### [TRECHO SELECIONADO]
Art. 2002. Os descendentes que concorrerem à sucessão do ascendente comum são obrigados, para igualar as legítimas, a conferir o valor das doações que dele em vida receberam, sob pena de sonegação.

            Parágrafo único. Para cálculo da legítima, o valor dos bens conferidos será computado na parte indisponível dos bens, sem aumentar a parte disponível".

            A finalidade da colação é obter a igualdade das legítimas, em face do sistema jurídico sucessório de proteção a essa parte da herança que compete aos herdeiros necessários.

            Não obstante a determinação legal supracitada, o dever de colacionar bens admite exceções, notadamente nos termos dos artigos 2.005 e 2.010 do Código Civil.

            Primordial para o estudo em tela, faz-se necessária a citação do artigo 2.005 e de seu parágrafo único:

            "Art. 2.005. São dispensadas da colação as doações que o doador determinar saiam da parte disponível, contanto que não a excedam, computado o seu valor ao tempo da doação".

            "Parágrafo único. Presume-se imputada na parte disponível a liberalidade feita a descendente que, ao tempo do ato, não seria chamado à sucessão na qualidade de herdeiro necessário".

(Registros de posicionamento de pontos)
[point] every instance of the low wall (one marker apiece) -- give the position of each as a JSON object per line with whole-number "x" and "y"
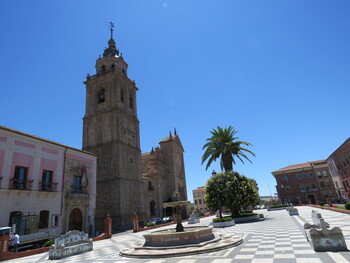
{"x": 12, "y": 255}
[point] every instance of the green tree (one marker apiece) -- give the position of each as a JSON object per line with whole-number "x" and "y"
{"x": 215, "y": 195}
{"x": 224, "y": 145}
{"x": 232, "y": 190}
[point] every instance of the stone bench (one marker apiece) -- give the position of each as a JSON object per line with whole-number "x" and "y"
{"x": 193, "y": 219}
{"x": 71, "y": 243}
{"x": 322, "y": 238}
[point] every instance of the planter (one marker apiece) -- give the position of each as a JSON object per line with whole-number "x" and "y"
{"x": 224, "y": 224}
{"x": 249, "y": 218}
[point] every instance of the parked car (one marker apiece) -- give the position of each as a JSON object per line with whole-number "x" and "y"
{"x": 156, "y": 221}
{"x": 168, "y": 219}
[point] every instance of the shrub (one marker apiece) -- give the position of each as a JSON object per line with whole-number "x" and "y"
{"x": 347, "y": 205}
{"x": 247, "y": 214}
{"x": 49, "y": 243}
{"x": 224, "y": 219}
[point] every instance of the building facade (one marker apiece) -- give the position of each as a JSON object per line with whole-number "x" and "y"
{"x": 339, "y": 163}
{"x": 51, "y": 184}
{"x": 163, "y": 172}
{"x": 305, "y": 183}
{"x": 198, "y": 198}
{"x": 111, "y": 131}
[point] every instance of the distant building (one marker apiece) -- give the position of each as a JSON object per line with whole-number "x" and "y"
{"x": 339, "y": 164}
{"x": 53, "y": 184}
{"x": 198, "y": 198}
{"x": 306, "y": 183}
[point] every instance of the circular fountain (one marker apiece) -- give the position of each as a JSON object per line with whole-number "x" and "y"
{"x": 179, "y": 235}
{"x": 180, "y": 241}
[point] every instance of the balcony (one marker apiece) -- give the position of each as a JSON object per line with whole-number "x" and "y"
{"x": 48, "y": 187}
{"x": 21, "y": 184}
{"x": 81, "y": 189}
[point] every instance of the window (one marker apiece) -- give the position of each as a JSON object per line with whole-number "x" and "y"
{"x": 319, "y": 174}
{"x": 54, "y": 221}
{"x": 44, "y": 219}
{"x": 121, "y": 95}
{"x": 77, "y": 187}
{"x": 20, "y": 178}
{"x": 101, "y": 96}
{"x": 131, "y": 102}
{"x": 46, "y": 181}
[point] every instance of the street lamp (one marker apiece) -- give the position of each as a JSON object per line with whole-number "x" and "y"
{"x": 217, "y": 195}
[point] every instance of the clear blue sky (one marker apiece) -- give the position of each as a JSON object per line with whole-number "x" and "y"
{"x": 277, "y": 71}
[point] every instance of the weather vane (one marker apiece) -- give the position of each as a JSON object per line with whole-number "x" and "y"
{"x": 111, "y": 26}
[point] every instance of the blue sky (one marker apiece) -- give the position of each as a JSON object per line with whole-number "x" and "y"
{"x": 277, "y": 71}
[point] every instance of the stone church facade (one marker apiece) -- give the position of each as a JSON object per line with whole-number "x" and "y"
{"x": 163, "y": 171}
{"x": 111, "y": 131}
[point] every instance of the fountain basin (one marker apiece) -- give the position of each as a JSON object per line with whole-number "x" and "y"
{"x": 169, "y": 237}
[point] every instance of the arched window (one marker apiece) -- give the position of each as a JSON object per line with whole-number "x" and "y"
{"x": 15, "y": 217}
{"x": 44, "y": 219}
{"x": 131, "y": 101}
{"x": 152, "y": 207}
{"x": 121, "y": 95}
{"x": 101, "y": 96}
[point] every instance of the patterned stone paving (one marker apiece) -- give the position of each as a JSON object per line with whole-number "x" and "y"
{"x": 279, "y": 238}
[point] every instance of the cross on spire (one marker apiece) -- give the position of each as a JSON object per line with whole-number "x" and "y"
{"x": 111, "y": 26}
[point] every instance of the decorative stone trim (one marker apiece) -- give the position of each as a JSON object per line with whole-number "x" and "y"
{"x": 224, "y": 224}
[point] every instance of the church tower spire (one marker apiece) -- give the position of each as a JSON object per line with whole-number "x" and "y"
{"x": 111, "y": 131}
{"x": 111, "y": 51}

### [INSTRUÇÃO ESCRITA]
Segundo o trecho sobre a colação, qual é a finalidade da colação?

### [RESPOSTA À TAREFA]
Obter a igualdade das legítimas.